▶ Task:
Your task is to give the data again, exactly, with every line intact.

▶ Saved entries:

══════════

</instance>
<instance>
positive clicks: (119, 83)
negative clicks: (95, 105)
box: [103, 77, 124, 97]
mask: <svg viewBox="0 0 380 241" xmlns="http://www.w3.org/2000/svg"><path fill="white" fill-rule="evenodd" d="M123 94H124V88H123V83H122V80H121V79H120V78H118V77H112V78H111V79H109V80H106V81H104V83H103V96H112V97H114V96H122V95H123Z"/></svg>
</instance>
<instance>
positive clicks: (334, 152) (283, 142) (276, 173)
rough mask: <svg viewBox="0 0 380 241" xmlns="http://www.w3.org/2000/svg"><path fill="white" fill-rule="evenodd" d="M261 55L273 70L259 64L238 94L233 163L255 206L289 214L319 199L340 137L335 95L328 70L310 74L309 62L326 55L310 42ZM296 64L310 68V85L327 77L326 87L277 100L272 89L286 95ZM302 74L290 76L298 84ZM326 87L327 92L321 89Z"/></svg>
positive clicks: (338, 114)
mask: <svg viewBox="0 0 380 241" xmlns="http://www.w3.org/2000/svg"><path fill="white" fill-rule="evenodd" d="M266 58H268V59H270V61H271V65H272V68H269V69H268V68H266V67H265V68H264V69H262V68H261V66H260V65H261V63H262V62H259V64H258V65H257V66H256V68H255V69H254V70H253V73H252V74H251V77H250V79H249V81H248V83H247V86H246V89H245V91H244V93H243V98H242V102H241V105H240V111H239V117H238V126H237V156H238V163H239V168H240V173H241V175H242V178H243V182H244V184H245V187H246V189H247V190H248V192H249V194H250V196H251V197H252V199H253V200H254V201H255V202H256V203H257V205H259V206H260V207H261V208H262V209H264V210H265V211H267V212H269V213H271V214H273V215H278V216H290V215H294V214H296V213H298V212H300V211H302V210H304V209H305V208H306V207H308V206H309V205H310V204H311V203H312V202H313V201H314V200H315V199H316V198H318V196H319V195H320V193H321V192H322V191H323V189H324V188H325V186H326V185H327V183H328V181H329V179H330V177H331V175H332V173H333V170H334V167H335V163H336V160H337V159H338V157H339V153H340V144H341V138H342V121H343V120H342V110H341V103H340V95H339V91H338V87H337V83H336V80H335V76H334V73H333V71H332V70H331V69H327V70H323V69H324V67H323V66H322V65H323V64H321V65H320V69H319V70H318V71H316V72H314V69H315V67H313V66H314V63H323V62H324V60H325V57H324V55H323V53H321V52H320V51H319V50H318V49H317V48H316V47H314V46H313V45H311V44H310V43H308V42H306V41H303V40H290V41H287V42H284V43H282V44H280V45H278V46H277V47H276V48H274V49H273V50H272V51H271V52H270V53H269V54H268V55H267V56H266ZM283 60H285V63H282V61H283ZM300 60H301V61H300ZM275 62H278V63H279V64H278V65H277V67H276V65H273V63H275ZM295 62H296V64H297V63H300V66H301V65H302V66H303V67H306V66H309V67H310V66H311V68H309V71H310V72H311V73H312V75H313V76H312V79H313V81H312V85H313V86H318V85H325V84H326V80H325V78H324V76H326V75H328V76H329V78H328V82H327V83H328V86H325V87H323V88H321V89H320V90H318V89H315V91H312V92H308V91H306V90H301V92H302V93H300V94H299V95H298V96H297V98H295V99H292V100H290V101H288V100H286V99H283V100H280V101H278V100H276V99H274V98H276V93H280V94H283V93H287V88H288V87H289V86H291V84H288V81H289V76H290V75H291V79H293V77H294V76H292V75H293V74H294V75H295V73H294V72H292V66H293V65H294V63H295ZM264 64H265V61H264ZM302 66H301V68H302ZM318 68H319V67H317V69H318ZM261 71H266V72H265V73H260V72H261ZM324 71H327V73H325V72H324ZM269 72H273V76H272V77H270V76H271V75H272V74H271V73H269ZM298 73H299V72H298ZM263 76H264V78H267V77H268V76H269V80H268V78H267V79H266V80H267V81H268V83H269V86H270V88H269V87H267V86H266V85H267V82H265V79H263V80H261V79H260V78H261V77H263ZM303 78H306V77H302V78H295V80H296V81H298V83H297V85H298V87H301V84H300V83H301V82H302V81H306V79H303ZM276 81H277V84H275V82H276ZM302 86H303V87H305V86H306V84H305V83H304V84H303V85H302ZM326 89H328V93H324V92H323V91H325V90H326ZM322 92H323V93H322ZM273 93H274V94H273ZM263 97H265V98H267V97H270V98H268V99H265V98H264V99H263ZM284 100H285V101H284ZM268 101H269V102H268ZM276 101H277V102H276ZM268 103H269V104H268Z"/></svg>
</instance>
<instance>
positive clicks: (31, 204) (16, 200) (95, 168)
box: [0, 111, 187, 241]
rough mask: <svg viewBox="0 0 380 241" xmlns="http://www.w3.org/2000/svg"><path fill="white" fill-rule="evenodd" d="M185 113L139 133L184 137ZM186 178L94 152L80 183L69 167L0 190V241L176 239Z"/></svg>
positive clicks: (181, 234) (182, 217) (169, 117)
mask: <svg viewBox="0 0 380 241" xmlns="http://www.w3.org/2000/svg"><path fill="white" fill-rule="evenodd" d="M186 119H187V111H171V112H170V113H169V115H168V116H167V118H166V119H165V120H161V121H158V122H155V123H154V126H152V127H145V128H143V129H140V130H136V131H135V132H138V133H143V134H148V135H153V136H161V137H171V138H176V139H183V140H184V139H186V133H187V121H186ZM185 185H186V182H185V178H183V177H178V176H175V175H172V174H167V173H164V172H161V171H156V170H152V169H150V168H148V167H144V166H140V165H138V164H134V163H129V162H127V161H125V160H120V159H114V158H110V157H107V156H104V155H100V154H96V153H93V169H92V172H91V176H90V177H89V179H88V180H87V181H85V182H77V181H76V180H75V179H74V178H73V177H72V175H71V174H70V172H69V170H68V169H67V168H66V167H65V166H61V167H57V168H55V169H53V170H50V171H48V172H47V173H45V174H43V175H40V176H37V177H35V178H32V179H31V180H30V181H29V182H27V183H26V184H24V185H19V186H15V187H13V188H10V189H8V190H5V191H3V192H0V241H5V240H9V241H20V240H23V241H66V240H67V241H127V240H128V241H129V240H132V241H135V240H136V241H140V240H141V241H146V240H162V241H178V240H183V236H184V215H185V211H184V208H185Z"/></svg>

══════════

▶ Answer area:
</instance>
<instance>
positive clicks: (119, 83)
negative clicks: (95, 105)
box: [103, 77, 124, 97]
mask: <svg viewBox="0 0 380 241" xmlns="http://www.w3.org/2000/svg"><path fill="white" fill-rule="evenodd" d="M123 94H124V88H123V83H122V80H121V79H120V78H118V77H112V78H111V79H109V80H106V81H104V83H103V96H112V97H114V96H122V95H123Z"/></svg>
</instance>
<instance>
positive clicks: (334, 152) (283, 142) (276, 173)
rough mask: <svg viewBox="0 0 380 241" xmlns="http://www.w3.org/2000/svg"><path fill="white" fill-rule="evenodd" d="M261 55L273 70L259 64L238 94L233 163L255 206L289 214L319 199L340 137L335 95L328 70L310 74L309 62L326 55L310 42ZM296 64L310 68V85L327 77L326 87L277 100L272 89L286 95ZM302 74L290 76L298 84ZM326 87L327 92L321 89Z"/></svg>
positive clicks: (338, 114)
mask: <svg viewBox="0 0 380 241" xmlns="http://www.w3.org/2000/svg"><path fill="white" fill-rule="evenodd" d="M266 58H268V59H270V61H271V65H272V68H269V69H268V68H266V67H265V68H264V69H262V68H261V66H260V65H261V63H262V62H259V64H258V65H257V66H256V68H255V69H254V70H253V73H252V74H251V77H250V79H249V81H248V83H247V86H246V89H245V91H244V93H243V98H242V102H241V105H240V111H239V117H238V126H237V156H238V163H239V168H240V173H241V175H242V178H243V182H244V184H245V187H246V189H247V190H248V192H249V194H250V196H251V197H252V199H253V200H254V201H255V202H256V203H257V205H259V206H260V207H261V208H262V209H264V210H265V211H267V212H269V213H271V214H273V215H278V216H290V215H294V214H296V213H298V212H300V211H302V210H304V209H305V208H306V207H308V206H309V205H310V204H311V203H312V202H313V201H314V200H315V199H316V198H318V196H319V195H320V193H321V192H322V191H323V189H324V188H325V186H326V185H327V183H328V181H329V179H330V177H331V175H332V173H333V170H334V167H335V163H336V160H337V159H338V157H339V153H340V144H341V138H342V121H343V120H342V110H341V103H340V95H339V91H338V87H337V83H336V80H335V76H334V73H333V71H332V70H331V69H327V70H323V69H324V67H323V66H322V65H323V64H321V65H320V69H319V70H318V71H316V72H314V69H315V67H313V66H314V63H323V62H324V60H325V57H324V55H323V53H321V52H320V51H319V50H318V49H317V48H316V47H314V46H313V45H311V44H310V43H308V42H306V41H303V40H290V41H287V42H284V43H282V44H280V45H278V46H277V47H276V48H274V49H273V50H272V51H271V52H270V53H269V54H268V55H267V56H266ZM283 60H285V63H282V61H283ZM300 60H301V61H300ZM275 62H278V63H279V64H278V65H277V67H276V65H273V63H275ZM295 62H296V64H297V63H300V66H301V65H302V66H303V67H306V66H309V67H310V66H311V68H309V71H310V72H311V73H312V75H313V76H312V79H313V81H312V85H313V86H318V85H325V84H326V80H325V78H324V76H326V75H328V76H329V78H328V82H327V83H328V86H325V87H323V88H321V89H320V90H318V89H315V91H312V92H308V91H306V90H301V92H302V93H300V94H299V95H298V96H297V98H295V99H292V100H290V101H288V100H286V99H283V100H280V101H278V100H276V99H274V98H276V93H280V94H283V93H287V88H288V87H289V86H291V84H288V81H289V76H290V75H291V79H293V77H294V76H292V75H293V74H294V75H295V73H294V72H292V66H293V65H294V63H295ZM264 64H265V61H264ZM302 66H301V68H302ZM318 68H319V67H317V69H318ZM261 71H266V72H265V73H260V72H261ZM324 71H327V73H325V72H324ZM269 72H273V76H272V77H270V76H271V75H272V74H271V73H269ZM298 73H299V72H298ZM263 76H264V78H267V77H268V76H269V80H268V78H267V79H266V80H267V81H268V83H269V86H270V88H269V87H267V86H266V85H267V82H265V79H263V80H261V79H260V78H261V77H263ZM303 78H306V77H302V78H295V80H296V81H298V83H297V85H298V87H301V84H300V83H301V82H302V81H306V79H303ZM276 81H277V84H275V82H276ZM302 86H303V87H305V86H306V84H305V83H304V84H303V85H302ZM326 89H328V93H324V92H323V91H325V90H326ZM322 92H323V93H322ZM273 93H274V94H273ZM263 97H265V98H267V97H270V98H268V99H265V98H264V99H263ZM284 100H285V101H284ZM268 101H269V102H268ZM276 101H277V102H276ZM268 103H269V104H268Z"/></svg>
</instance>
<instance>
positive clicks: (31, 204) (16, 200) (95, 168)
box: [0, 111, 187, 241]
rough mask: <svg viewBox="0 0 380 241" xmlns="http://www.w3.org/2000/svg"><path fill="white" fill-rule="evenodd" d="M185 113L139 133L184 137ZM186 178L94 152L80 183L69 167L0 190V241L176 239Z"/></svg>
positive clicks: (181, 234) (182, 217) (169, 117)
mask: <svg viewBox="0 0 380 241" xmlns="http://www.w3.org/2000/svg"><path fill="white" fill-rule="evenodd" d="M186 119H187V111H171V112H170V113H169V115H168V116H167V118H166V119H165V120H161V121H158V122H155V123H154V126H152V127H145V128H143V129H140V130H136V131H135V132H138V133H143V134H148V135H153V136H161V137H171V138H176V139H183V140H184V139H186V133H187V121H186ZM185 185H186V182H185V178H183V177H178V176H175V175H172V174H167V173H164V172H161V171H156V170H152V169H150V168H148V167H144V166H140V165H138V164H134V163H129V162H127V161H125V160H120V159H114V158H110V157H107V156H104V155H100V154H96V153H93V169H92V172H91V176H90V177H89V179H88V180H87V181H85V182H77V181H76V180H75V179H74V178H73V177H72V175H71V174H70V172H69V170H68V169H67V168H66V167H65V166H61V167H57V168H55V169H53V170H50V171H48V172H47V173H45V174H43V175H40V176H37V177H35V178H32V179H31V180H30V181H29V182H27V183H26V184H24V185H19V186H15V187H13V188H10V189H8V190H5V191H3V192H0V241H5V240H9V241H20V240H23V241H66V240H67V241H127V240H128V241H129V240H132V241H135V240H136V241H140V240H141V241H146V240H162V241H178V240H183V236H184V215H185V211H184V208H185Z"/></svg>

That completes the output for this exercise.